Document:
-- Begin --
The rise of use of RFID in containers have enabled container terminals to monitor the ship/rail/truck in real time and exactly know the ETA and ETD of a given container helping them forecast, allocate and schedule load/unload operations, straddle carrier operations more accurately resulting in a lean and just in time utilization of container terminal resources like storage space, equipments and humans. Forecasting plays a very important role in effective maritime supply chains.


Container terminal resources like space, equipments like straddle carriers and trained staff are primary and limited resources. The biggest challenge for the container terminals is to allocate and utilize them in the best possible manner to ensure efficient and effective container terminal operations. Allocation is of strategic interest to the container terminals as container throughput, profitability and maritime supply chain directly depends on it. In a stable maritime supply chain one would expect to see accurate forecast, efficient utilization of resources and just in time delivery of containers to the downstream members on agreed upon time leading to the best possible outcome for the entire chain. In an evolving supply chain the ripple effect of delays would be felt throughout the chain and will lead to excessive container inventory, excessive container moves, escalating cost throughout the supply chain, declining profitability, a poor return on assets and degraded customer service resulting in an out of control supply chain.
-- End --
Supplied information:
-- Begin --
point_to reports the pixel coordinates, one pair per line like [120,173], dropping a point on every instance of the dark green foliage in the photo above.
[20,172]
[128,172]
-- End --
Your goal: Transcribe everything in the container terminal passage from "The rise of" down to "maritime supply chains.". Work only from the container terminal passage, setting the listing aside.

The solution:
The rise of use of RFID in containers have enabled container terminals to monitor the ship/rail/truck in real time and exactly know the ETA and ETD of a given container helping them forecast, allocate and schedule load/unload operations, straddle carrier operations more accurately resulting in a lean and just in time utilization of container terminal resources like storage space, equipments and humans. Forecasting plays a very important role in effective maritime supply chains.